**Travail demandé**
1. Recopiez fidèlement le passage du texte sur l'espace Schengen allant de « L'accord de Schengen du » jusqu'à « dans l'espace Schengen. » inclus.
2. D'après le texte sur l'espace Schengen, à quelle date la Convention d'application de l'accord de Schengen est-elle entrée en vigueur ?

**Extrait à lire**
◇ ◇ ◇ ◇ ◇

Intervention de André Reichardt

Commission des affaires européennes — Réunion du 4 février 2015 à 15h35
Justice et affaires intérieures — Espace schengen - communication de m. andré reichardt

Photo de André ReichardtAndré Reichardt :

Dans cette première communication que je vais vous livrer après avoir été chargé par notre commission de travailler sur l'espace Schengen, je m'en tiendrai à un état des lieux et à quelques recommandations de principe. Après avoir procédé à un rappel sur les textes fondateurs, puis vous avoir livré la teneur du sixième rapport semestriel sur le fonctionnement de l'espace Schengen, couvrant la période du 1er mai au 31 octobre 2014, je centrerai mon propos sur deux éléments essentiels des discussions récentes, soit l'opportunité d'une révision du code Frontières Schengen et le système d'information Schengen II.

L'accord de Schengen du 14 juin 1985 conclu entre la France, la République fédérale d'Allemagne, la Belgique, les Pays-Bas et le Luxembourg a engagé une démarche de suppression progressive des contrôles aux frontières intérieures pour permettre la libre circulation des personnes, quelle que soit leur nationalité, et a parallèlement renforcé les contrôles aux frontières extérieures pour maintenir la sécurité dans l'espace Schengen.

La Convention d'application de l'accord de Schengen a été signée le 19 juin 1990 et est entrée en vigueur le 26 mars 1995.

Le règlement du Parlement européen et du Conseil du 15 mars 2006 établit un Code communautaire relatif au régime de franchissement des frontières par les personnes, dit Code Frontières Schengen, qui a codifié, en grande partie, ces dispositions. Ce code prévoit notamment l'absence de contrôles des personnes aux frontières intérieures terrestres, maritimes ou aéroportuaires entre les États membres de l'espace Schengen ; les règles relatives au contrôle des personnes franchissant les frontières extérieures des États membres de l'espace Schengen ; les règles applicables au rétablissement temporaire des contrôles aux frontières intérieures. Ce dispositif, on le verra, a été complété par le règlement du 22 octobre 2013 permettant la réintroduction temporaire du contrôle aux frontières intérieures de l'Union dans des circonstances exceptionnelles.

Notons encore qu'en application du traité d'Amsterdam, en 1997, le dispositif Schengen initié hors du cadre communautaire par le biais d'un accord de type intergouvernemental, a été intégré au sein du cadre juridique de l'Union européenne à compter du 1er mai 1999.

◇ ◇ ◇ ◇ ◇

Entrées enregistrées:

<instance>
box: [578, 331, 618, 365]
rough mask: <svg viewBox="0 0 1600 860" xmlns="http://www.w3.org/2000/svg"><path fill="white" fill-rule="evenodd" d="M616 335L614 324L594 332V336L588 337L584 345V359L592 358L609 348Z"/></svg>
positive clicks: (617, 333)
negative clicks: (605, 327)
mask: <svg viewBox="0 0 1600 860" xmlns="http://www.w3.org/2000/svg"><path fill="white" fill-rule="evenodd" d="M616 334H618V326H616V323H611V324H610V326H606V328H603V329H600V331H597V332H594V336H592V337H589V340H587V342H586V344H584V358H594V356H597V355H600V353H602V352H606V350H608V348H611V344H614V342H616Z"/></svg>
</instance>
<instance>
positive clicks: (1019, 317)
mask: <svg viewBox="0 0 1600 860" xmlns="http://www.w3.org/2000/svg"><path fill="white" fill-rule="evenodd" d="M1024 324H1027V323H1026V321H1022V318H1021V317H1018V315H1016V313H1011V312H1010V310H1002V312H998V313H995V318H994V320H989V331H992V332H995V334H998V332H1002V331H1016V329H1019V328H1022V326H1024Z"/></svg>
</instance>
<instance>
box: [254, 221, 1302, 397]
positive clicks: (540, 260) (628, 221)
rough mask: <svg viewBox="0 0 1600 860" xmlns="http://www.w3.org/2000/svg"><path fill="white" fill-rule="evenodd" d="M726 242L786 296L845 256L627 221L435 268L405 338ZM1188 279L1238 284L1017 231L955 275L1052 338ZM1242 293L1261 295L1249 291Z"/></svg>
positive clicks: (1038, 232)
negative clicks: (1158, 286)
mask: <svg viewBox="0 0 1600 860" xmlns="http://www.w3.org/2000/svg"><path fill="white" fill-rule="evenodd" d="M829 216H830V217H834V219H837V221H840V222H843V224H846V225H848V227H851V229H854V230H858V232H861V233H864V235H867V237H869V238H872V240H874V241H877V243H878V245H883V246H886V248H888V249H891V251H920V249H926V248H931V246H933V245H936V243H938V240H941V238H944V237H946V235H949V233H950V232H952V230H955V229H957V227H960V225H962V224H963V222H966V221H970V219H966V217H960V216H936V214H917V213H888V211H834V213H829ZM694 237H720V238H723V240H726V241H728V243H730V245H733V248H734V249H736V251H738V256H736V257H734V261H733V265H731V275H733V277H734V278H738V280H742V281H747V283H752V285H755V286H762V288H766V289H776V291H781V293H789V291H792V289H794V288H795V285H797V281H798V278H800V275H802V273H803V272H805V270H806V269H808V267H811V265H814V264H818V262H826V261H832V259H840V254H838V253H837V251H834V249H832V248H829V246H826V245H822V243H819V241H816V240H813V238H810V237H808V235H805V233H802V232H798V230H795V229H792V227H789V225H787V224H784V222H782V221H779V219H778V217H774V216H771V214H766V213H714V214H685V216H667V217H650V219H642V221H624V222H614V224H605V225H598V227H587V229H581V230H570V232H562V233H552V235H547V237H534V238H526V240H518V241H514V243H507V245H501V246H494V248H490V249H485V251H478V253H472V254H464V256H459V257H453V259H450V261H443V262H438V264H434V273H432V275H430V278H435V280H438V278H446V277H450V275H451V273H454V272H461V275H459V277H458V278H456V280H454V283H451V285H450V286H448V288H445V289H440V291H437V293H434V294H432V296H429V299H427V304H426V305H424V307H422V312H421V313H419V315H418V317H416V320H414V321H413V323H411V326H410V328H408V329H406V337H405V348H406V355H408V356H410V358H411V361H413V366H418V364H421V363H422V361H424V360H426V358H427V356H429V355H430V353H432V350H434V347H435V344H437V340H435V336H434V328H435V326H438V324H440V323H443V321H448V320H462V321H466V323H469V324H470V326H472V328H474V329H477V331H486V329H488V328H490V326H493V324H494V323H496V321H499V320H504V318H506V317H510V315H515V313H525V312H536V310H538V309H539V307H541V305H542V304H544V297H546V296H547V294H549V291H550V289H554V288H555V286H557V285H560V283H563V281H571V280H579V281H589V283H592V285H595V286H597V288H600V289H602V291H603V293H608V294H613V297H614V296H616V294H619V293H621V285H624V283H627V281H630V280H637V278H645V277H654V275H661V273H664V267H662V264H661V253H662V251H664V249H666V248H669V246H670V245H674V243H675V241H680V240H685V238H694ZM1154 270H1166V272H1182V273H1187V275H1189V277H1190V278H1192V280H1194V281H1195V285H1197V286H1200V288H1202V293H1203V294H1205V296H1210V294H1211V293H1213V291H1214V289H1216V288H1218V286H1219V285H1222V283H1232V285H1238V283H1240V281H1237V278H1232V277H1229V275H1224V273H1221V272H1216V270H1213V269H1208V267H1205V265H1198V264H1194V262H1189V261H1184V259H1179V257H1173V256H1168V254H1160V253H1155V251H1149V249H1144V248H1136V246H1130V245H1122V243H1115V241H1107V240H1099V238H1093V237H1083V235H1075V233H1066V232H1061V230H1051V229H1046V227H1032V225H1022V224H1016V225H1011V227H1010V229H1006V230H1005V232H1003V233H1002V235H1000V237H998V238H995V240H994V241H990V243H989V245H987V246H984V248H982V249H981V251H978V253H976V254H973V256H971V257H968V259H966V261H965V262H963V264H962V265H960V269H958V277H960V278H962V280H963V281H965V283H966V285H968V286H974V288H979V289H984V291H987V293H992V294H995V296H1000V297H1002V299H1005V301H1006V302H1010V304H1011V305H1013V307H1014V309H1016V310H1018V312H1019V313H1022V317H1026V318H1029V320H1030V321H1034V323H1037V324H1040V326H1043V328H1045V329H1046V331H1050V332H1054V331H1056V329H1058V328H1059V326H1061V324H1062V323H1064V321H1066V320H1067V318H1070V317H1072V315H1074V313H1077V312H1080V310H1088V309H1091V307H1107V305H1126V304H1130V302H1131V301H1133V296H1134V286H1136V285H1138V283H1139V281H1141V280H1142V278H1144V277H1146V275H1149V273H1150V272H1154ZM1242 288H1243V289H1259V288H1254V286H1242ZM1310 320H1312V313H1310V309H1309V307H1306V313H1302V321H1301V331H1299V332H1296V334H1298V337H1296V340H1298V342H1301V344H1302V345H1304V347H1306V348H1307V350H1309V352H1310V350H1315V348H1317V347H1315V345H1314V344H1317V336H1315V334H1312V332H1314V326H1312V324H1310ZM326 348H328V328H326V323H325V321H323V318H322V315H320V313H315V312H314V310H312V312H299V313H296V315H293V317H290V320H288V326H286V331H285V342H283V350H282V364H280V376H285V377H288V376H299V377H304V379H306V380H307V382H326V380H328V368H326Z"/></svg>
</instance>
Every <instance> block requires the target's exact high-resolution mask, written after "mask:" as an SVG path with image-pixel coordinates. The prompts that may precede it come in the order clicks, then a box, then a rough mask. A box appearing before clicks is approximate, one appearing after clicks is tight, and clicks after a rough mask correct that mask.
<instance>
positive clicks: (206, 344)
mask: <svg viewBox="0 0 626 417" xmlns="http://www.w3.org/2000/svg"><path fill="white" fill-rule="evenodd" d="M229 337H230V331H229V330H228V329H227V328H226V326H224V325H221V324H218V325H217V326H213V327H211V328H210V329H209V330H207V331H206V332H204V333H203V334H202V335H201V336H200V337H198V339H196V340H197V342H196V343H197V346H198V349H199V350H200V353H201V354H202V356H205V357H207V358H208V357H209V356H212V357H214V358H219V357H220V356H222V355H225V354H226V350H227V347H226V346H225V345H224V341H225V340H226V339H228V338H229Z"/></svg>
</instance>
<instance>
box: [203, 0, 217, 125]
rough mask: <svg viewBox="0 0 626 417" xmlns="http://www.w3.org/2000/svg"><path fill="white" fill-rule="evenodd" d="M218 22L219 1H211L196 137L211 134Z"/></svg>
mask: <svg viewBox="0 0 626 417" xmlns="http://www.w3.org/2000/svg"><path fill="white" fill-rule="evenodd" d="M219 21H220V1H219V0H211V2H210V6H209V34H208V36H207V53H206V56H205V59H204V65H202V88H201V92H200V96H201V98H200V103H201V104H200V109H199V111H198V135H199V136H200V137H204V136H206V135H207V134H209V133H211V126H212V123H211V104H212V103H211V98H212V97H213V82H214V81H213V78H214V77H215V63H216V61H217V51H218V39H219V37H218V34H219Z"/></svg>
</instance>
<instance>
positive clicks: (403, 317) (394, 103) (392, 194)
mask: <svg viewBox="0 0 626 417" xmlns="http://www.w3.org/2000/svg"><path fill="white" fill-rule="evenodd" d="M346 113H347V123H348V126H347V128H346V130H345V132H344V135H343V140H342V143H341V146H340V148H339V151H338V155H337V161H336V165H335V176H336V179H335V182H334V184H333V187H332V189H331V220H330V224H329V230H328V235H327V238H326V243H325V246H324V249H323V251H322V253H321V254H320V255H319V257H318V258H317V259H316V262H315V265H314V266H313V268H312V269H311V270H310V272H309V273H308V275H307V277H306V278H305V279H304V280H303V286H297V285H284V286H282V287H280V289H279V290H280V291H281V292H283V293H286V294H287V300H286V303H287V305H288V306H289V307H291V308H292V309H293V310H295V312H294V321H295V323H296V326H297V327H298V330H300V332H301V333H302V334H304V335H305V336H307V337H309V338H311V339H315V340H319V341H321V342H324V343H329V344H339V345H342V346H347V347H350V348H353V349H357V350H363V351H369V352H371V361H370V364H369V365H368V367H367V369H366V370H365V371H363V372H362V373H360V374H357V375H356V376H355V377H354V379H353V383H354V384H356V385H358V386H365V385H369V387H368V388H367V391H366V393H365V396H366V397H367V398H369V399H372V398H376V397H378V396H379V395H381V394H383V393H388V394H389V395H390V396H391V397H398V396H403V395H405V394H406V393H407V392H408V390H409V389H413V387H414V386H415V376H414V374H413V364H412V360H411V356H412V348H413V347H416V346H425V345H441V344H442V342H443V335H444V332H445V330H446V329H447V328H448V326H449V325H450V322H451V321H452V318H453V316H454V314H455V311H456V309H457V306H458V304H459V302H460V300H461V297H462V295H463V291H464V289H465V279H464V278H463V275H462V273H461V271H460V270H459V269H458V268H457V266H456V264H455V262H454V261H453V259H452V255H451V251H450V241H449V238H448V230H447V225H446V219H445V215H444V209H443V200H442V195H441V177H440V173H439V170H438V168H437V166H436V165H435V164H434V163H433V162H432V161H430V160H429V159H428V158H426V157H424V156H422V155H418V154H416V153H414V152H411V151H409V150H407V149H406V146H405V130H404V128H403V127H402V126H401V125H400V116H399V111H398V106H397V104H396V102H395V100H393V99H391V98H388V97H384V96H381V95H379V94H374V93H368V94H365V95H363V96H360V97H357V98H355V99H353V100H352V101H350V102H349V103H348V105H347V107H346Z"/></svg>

◇ ◇ ◇ ◇ ◇

**Exercices corrigés**
1.
L'accord de Schengen du 14 juin 1985 conclu entre la France, la République fédérale d'Allemagne, la Belgique, les Pays-Bas et le Luxembourg a engagé une démarche de suppression progressive des contrôles aux frontières intérieures pour permettre la libre circulation des personnes, quelle que soit leur nationalité, et a parallèlement renforcé les contrôles aux frontières extérieures pour maintenir la sécurité dans l'espace Schengen.

2. Le 26 mars 1995.